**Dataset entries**
——————
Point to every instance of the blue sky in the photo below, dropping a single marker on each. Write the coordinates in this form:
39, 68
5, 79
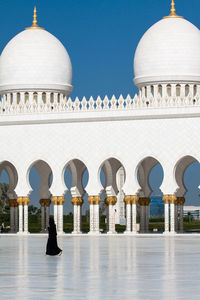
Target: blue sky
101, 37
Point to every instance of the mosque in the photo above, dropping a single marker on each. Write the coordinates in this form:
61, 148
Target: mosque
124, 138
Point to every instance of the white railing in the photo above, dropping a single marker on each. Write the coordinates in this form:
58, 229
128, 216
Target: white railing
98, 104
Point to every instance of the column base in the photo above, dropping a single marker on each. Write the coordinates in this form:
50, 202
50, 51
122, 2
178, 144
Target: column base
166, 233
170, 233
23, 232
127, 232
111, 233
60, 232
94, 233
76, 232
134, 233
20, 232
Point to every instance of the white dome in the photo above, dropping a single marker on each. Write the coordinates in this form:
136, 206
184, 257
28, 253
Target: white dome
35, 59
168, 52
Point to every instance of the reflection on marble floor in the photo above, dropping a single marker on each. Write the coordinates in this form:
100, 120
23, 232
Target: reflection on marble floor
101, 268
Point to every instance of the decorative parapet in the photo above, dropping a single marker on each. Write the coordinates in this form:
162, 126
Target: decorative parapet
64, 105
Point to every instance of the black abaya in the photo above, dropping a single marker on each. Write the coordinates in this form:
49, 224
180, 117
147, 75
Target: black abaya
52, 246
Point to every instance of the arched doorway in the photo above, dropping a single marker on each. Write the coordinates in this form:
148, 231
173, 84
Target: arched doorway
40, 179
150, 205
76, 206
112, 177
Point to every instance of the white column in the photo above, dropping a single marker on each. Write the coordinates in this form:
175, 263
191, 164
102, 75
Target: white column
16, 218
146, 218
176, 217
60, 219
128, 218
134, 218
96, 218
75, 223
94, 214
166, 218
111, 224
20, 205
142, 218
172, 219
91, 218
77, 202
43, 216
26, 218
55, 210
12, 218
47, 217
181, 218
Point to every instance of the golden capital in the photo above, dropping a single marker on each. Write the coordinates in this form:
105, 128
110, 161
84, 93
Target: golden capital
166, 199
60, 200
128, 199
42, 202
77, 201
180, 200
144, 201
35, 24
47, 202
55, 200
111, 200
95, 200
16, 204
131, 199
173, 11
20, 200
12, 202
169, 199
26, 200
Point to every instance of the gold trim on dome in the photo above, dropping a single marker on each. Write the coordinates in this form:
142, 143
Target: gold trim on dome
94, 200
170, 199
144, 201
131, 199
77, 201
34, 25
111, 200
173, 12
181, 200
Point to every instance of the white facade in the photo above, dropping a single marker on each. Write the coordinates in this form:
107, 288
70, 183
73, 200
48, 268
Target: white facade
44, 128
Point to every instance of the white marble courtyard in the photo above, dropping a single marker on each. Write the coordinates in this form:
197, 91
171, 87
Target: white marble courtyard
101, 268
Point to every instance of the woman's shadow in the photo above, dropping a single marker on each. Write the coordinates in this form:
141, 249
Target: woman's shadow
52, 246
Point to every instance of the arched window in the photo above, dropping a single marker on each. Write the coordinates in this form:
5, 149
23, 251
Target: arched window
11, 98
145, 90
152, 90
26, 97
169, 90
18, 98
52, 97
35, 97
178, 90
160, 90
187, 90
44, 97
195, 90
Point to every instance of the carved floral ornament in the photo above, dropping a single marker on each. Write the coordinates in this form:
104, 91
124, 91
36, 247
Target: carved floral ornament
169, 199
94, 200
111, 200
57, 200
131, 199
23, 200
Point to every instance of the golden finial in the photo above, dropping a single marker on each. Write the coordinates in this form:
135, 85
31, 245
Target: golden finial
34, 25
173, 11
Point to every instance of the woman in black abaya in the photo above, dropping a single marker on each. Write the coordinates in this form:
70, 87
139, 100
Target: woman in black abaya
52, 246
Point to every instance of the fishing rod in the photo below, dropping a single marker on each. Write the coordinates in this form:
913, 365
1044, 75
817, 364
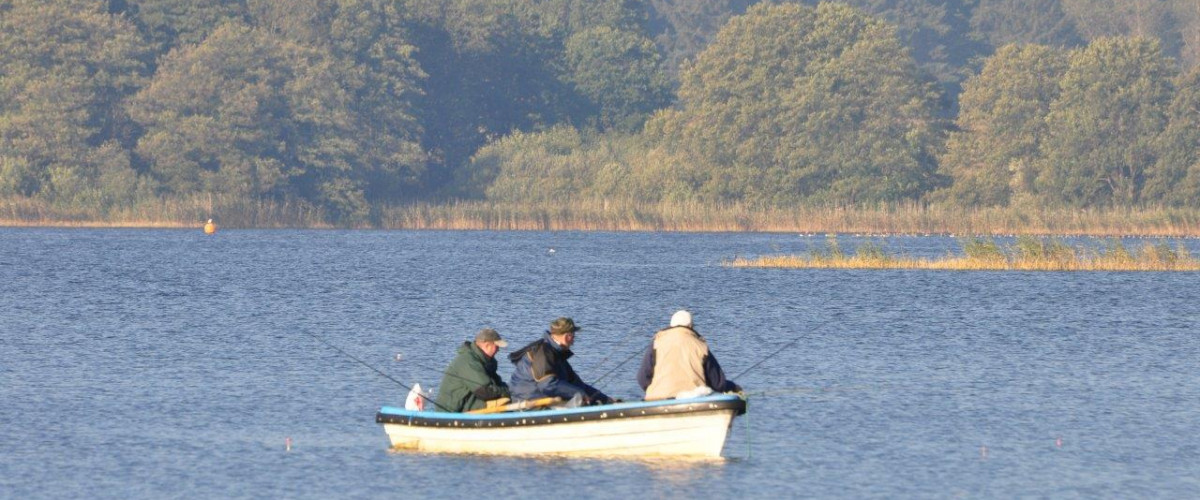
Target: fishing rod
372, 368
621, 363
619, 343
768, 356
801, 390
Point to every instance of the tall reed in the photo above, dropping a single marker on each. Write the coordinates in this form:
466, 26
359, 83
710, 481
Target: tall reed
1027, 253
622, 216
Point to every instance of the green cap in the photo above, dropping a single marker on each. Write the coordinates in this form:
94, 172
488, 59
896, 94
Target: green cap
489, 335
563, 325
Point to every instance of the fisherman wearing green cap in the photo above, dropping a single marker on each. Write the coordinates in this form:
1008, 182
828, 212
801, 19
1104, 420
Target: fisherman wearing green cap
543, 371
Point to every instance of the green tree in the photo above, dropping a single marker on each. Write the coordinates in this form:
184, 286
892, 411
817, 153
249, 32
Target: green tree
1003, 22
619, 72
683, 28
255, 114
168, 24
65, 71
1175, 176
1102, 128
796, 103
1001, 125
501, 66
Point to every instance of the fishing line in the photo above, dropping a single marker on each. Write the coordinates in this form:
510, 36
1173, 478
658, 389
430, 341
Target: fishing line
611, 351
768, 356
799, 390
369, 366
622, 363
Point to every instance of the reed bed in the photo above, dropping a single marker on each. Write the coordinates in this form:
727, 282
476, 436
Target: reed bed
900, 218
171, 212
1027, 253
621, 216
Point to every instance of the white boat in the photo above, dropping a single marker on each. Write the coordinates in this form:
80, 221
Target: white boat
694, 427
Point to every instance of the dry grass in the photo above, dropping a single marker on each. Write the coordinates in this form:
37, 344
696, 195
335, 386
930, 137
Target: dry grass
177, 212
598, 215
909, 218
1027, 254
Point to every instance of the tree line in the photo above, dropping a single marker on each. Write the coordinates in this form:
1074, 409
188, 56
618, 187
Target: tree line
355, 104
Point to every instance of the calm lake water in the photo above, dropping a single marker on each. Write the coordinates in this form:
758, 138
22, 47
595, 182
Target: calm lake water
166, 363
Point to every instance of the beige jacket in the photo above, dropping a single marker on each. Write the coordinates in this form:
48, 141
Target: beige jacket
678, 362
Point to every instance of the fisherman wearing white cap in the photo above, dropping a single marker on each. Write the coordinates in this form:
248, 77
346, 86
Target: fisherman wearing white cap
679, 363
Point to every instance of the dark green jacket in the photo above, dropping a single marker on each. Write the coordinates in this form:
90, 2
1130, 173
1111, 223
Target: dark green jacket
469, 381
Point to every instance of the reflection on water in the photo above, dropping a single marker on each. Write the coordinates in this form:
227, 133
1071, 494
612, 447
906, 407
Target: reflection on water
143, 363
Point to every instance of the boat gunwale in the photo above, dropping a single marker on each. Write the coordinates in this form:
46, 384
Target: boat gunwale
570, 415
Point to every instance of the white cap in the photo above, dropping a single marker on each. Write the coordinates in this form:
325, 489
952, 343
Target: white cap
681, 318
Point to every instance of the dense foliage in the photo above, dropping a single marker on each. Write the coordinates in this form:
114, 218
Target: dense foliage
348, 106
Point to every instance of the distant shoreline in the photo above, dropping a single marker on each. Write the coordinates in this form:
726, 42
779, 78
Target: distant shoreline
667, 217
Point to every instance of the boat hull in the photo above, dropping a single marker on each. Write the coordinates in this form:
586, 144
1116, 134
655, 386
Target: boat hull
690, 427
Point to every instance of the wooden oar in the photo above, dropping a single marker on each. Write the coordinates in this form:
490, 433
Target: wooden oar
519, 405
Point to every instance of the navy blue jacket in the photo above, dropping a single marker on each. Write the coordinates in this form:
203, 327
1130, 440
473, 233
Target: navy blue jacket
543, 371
——————
**WHAT THE TASK ASKS**
Where a picture appears in the data, omit it; restate the rest word for word.

**RESPONSE TO THIS EXERCISE**
Point to every instance of the blue sky in the photo below, dropping a single marker on each. Write the coordinates in this form:
39, 68
5, 79
Target: blue sky
101, 37
Point to every instance of the mosque in the photo above, dropping a single marker on each. Write the coordinates in this form:
61, 148
Target: mosque
124, 138
Point to every instance of the white railing in the photo above, dropping a single marker on each. Write the coordinates in this form:
58, 229
128, 216
Target: white railing
98, 104
Point to every instance of the column base in the photo above, dropping a single marker on each. Write the coordinates in this form:
50, 202
50, 51
122, 2
178, 144
Target: column base
166, 233
170, 233
23, 232
127, 232
111, 233
60, 232
94, 233
76, 232
134, 233
20, 232
Point to every instance of the white dome in the photo above, dropping a single marker on each. Write the coordinates in this form:
136, 206
184, 257
28, 253
Target: white dome
35, 59
168, 52
Point to every instance of the reflection on marble floor in the photo above, dropping a single marker on each. Write the coordinates in this form:
100, 120
23, 232
Target: reflection on marble floor
101, 268
Point to every instance of the decorative parapet in the photo above, dropping a single marker on each. Write the coordinates in this form:
162, 126
Target: decorative parapet
64, 105
Point to every instance of the black abaya in the photo above, dropping a single marker on each. Write the coordinates in this form:
49, 224
180, 117
147, 75
Target: black abaya
52, 246
Point to every instance of the arched doorway in the photo above, dropping a single marker on each. Write the coordinates in this form:
148, 231
173, 84
Target: arched doorway
40, 179
150, 205
76, 206
112, 177
Point to every instance of the white column in the photo above, dropping a single marker on each. Write the coordinates in this form:
175, 263
191, 164
102, 75
Target: white column
16, 218
146, 218
176, 217
60, 219
128, 218
134, 218
96, 218
75, 223
94, 214
166, 218
111, 224
20, 205
142, 218
172, 219
91, 218
77, 202
43, 216
26, 218
55, 210
12, 218
47, 217
181, 218
Point to every instance of the golden capital in the photo above, dropping a single marker on each. Write the coordinates in this form:
105, 128
110, 161
84, 93
Target: golden capital
166, 199
60, 200
128, 199
42, 202
77, 201
180, 200
144, 201
35, 24
47, 202
55, 200
111, 200
95, 200
16, 204
131, 199
173, 11
20, 200
12, 202
169, 199
26, 200
Point to every instance of the gold trim on dome in the photo above, dropping a single marker on each. Write the coordinates in this form:
142, 143
Target: gold trim on dome
94, 200
170, 199
144, 201
131, 199
77, 201
34, 25
111, 200
173, 12
181, 200
Point to every instance of the white facade in the photo above, dropping a single marker on each. Write the coordinates in this form:
107, 288
70, 183
73, 200
48, 268
Target: white facade
44, 128
Point to every instance of the white marble courtyard in the photo above, dropping a single marker on each. Write the coordinates in this form:
197, 91
171, 87
Target: white marble courtyard
101, 268
Point to every instance of the woman's shadow in the photo above, dropping a single marker on each. Write the coordinates in this form:
141, 249
Target: woman's shadow
52, 246
Point to every instance of the arched window in the photo above, dropping a single marker on each. Write the coordinates in this form:
5, 149
23, 251
Target: arched window
11, 98
145, 90
152, 90
26, 97
169, 90
18, 98
52, 97
35, 97
178, 90
160, 90
187, 90
44, 97
195, 90
Point to every instance of the carved floral ornament in the photo above, dropping a single marker on each. Write the coordinates in this form:
104, 91
124, 91
36, 247
Target: carved floral ornament
169, 199
94, 200
111, 200
57, 200
131, 199
23, 200
Point to every instance of the golden finial in the photo above, dropping a single marker on each. Write the coordinates in this form:
135, 85
31, 245
Target: golden finial
34, 25
173, 11
Point to every instance of the woman in black abaya in the photo above, dropping a single marker on each. Write the coordinates in this form:
70, 87
139, 100
Target: woman in black abaya
52, 246
Point to every instance of the fishing rod in the photo below, dropping a single marker on each. Write the coordinates in this form:
913, 365
1044, 75
817, 364
Target: fishing rod
372, 368
621, 363
619, 343
768, 356
801, 390
Point to every instance of the tall reed in the photo above, dropping a single marker on each. Write the coordinates in this form:
466, 26
359, 83
710, 481
Target: tall reed
1027, 253
622, 216
Point to every instance of the green cap in the photo above, dropping a single marker on each. Write the coordinates in this form:
94, 172
488, 59
896, 94
Target: green cap
489, 335
563, 325
Point to every instance of the fisherman wearing green cap in the photo above, dropping a single marker on each. Write the coordinates in this form:
1008, 182
828, 212
801, 19
1104, 420
Target: fisherman wearing green cap
543, 371
Point to every instance of the green tree in the photo above, dropping a single marker on each. Write the coordinates in this form:
184, 286
892, 411
817, 153
249, 32
Target: green tree
1003, 22
619, 72
683, 28
255, 114
168, 24
65, 71
1175, 176
1102, 128
796, 103
1001, 125
501, 66
Point to every instance of the fishing line in the photo above, dropping a single marker on each. Write the coordinates in this form:
510, 36
1173, 478
658, 389
430, 341
Target: fishing line
611, 351
768, 356
799, 390
369, 366
622, 363
Point to every instance of the reed bed in the photo above, dropping a single marker on each. Write the coordinates in this form:
727, 282
476, 436
Target: reed bed
900, 218
171, 212
1027, 253
621, 216
Point to every instance of the white boat in the photo above, dropping a single marker on each. Write the coordinates in this form:
80, 221
Target: white boat
694, 427
Point to every instance of the dry grass in the photo above, dropping a single marker on each. Write the coordinates in this form:
37, 344
696, 195
335, 386
930, 137
Target: dry grass
177, 212
598, 215
909, 218
1027, 254
Point to every instance of the tree line in the photo above, dropping a single marker on each. Write the coordinates in this form:
1074, 409
188, 56
618, 187
Target: tree line
355, 104
Point to every instance of the calm lake water in the photo above, dropping a single marker on each. Write the coordinates in this form:
758, 138
22, 47
595, 182
Target: calm lake water
166, 363
Point to every instance of the beige jacket in the photo above, dropping a single marker on each. Write the coordinates in this form:
48, 141
Target: beige jacket
678, 362
Point to every instance of the fisherman wearing white cap in the photo above, dropping a single marker on each. Write the coordinates in this form:
248, 77
346, 86
Target: fisherman wearing white cap
679, 363
Point to every instance of the dark green jacket in the photo above, dropping a single marker on each. Write the coordinates in this form:
90, 2
1130, 173
1111, 223
Target: dark green jacket
469, 381
Point to every instance of the reflection on water in the photo above, dropping a single marker on each. Write the coordinates in this form:
227, 133
1071, 494
612, 447
906, 407
Target: reflection on water
143, 363
Point to every instance of the boat gunwale in the photo above, dropping a single marker on each. Write the coordinates in this form:
46, 384
Target: boat gunwale
570, 415
Point to every instance of the white cap in the photo above, dropping a single marker on each. Write the coordinates in this form:
325, 489
952, 343
Target: white cap
681, 318
Point to every instance of the dense foliage in the photo above, dropping a single marker on each. Write the coordinates in this form:
114, 218
Target: dense foliage
348, 106
Point to every instance of the distant shoreline in the photo above, dropping a single marker on each. Write the coordinates in this form:
726, 42
779, 78
Target: distant shoreline
667, 217
Point to every instance of the boat hull in the photo above, dropping a single marker on each. Write the coordinates in this form:
586, 144
1116, 134
655, 386
Target: boat hull
690, 427
Point to every instance of the wooden oar in the photo above, dropping a single marker on each. Write the coordinates in this form:
490, 433
Target: wooden oar
519, 405
Point to every instance of the navy blue jacket in the photo above, dropping a single marker on each. Write the coordinates in this form:
203, 327
1130, 440
473, 233
Target: navy blue jacket
543, 371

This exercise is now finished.